WHAT YOU WILL DO - Each record should be copied exactly, and none of them omitted.

(Collection entries)
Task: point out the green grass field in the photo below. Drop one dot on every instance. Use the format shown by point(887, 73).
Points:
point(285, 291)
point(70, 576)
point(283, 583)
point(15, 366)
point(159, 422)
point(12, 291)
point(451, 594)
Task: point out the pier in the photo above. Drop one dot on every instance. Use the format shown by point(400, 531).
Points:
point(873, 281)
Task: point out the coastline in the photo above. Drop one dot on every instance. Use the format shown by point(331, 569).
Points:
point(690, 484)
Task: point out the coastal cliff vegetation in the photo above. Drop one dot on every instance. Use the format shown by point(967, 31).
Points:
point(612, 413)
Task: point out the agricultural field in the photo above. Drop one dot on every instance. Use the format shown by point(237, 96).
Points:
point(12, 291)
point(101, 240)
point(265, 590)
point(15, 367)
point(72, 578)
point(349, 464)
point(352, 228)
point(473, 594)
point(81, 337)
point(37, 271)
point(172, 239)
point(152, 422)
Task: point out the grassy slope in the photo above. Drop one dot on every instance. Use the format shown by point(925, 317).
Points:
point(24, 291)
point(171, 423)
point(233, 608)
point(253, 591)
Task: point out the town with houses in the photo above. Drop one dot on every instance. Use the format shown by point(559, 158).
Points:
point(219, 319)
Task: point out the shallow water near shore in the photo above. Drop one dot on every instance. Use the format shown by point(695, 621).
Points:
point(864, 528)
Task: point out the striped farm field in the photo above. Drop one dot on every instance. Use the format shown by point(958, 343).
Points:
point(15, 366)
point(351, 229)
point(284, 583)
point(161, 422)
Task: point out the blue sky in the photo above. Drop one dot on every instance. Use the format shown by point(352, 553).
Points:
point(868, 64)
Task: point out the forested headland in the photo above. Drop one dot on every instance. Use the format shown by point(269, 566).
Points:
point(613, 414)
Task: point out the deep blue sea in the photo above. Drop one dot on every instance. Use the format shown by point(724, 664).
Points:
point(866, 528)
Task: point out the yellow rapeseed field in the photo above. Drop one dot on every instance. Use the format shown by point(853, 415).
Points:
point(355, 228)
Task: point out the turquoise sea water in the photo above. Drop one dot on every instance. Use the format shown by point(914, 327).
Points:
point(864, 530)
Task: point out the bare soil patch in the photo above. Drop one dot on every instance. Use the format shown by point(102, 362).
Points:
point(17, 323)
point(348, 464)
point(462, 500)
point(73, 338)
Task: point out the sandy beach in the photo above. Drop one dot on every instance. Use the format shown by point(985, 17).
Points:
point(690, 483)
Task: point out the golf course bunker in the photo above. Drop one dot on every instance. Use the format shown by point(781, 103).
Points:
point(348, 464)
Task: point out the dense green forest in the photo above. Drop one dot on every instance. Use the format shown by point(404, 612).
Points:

EXERCISE RESPONSE -
Task: point out the green grass field in the photo below. Drop one dot on every instance. Use the format shown by point(887, 73).
Points:
point(285, 291)
point(70, 576)
point(283, 583)
point(15, 366)
point(159, 422)
point(12, 291)
point(451, 594)
Task: point out the pier in the photo above. Drop one dot on every instance. Use the format shown by point(400, 531).
Points:
point(873, 281)
Task: point out the coastline in the photo above. Drop one dot on every instance. Use the format shown by point(331, 569).
Points:
point(690, 484)
Task: point out the coastal cliff vegetation in the photo above. Drop one dot on every instance. Use the format shown by point(967, 31).
Points:
point(612, 413)
Task: point out the agricultural field in the photo above. Drop one dot on every instance. Use the format shown by point(237, 96).
Points:
point(12, 291)
point(101, 240)
point(265, 590)
point(15, 367)
point(72, 578)
point(349, 464)
point(352, 228)
point(473, 594)
point(81, 337)
point(37, 271)
point(172, 239)
point(152, 422)
Task: point out the grassy slope in the photo above. Drop one dot on every instance. Use the format shown by point(925, 317).
Points:
point(24, 291)
point(171, 423)
point(233, 608)
point(253, 591)
Task: point out the town with houses in the photo above. Drop one dot on every instance. Use the format shown by point(559, 158).
Points:
point(219, 319)
Task: point out the shallow water near shore in the photo above. Drop one dot on every instance. Use the format shown by point(695, 621).
Points:
point(864, 528)
Task: point out the striped farm field in the photo above. Drop one dot on every instance. Use the format shown by point(958, 343).
Points:
point(15, 366)
point(351, 229)
point(284, 583)
point(161, 422)
Task: point out the blue sky in the photo above. Drop one dot on every instance. Use the format shown by point(352, 553).
Points:
point(868, 64)
Task: point out the forested headland in the photo above. Drop one dot on every instance. Use the format shown by point(269, 566).
Points:
point(613, 414)
Task: point out the deep blue sea in the photo above. Drop one dot on every instance. Use the format shown by point(724, 664).
Points:
point(866, 528)
Task: point out the yellow rapeseed field in the photo above. Drop one dot on every instance. Use the format shown by point(853, 415).
Points:
point(355, 228)
Task: point out the turquoise sea water in the photo above. Drop one dot on every instance. Use the format shown by point(914, 327).
Points:
point(864, 530)
Task: point out the bare soil patch in the photo above. Drop one dot on every instance. Use the format shown by point(102, 362).
Points:
point(17, 323)
point(348, 464)
point(462, 500)
point(73, 338)
Task: point out the sandy beach in the photo above. Drop one dot on every instance. Use the format shown by point(985, 17).
Points:
point(690, 483)
Task: point out the golf course bunker in the photo above. Drop one dot on every instance. Use the format shown by point(781, 103).
Points:
point(348, 464)
Task: point out the dense green forest in the photo above. Drop one dot on every instance. Use the format shown by point(404, 612).
Points:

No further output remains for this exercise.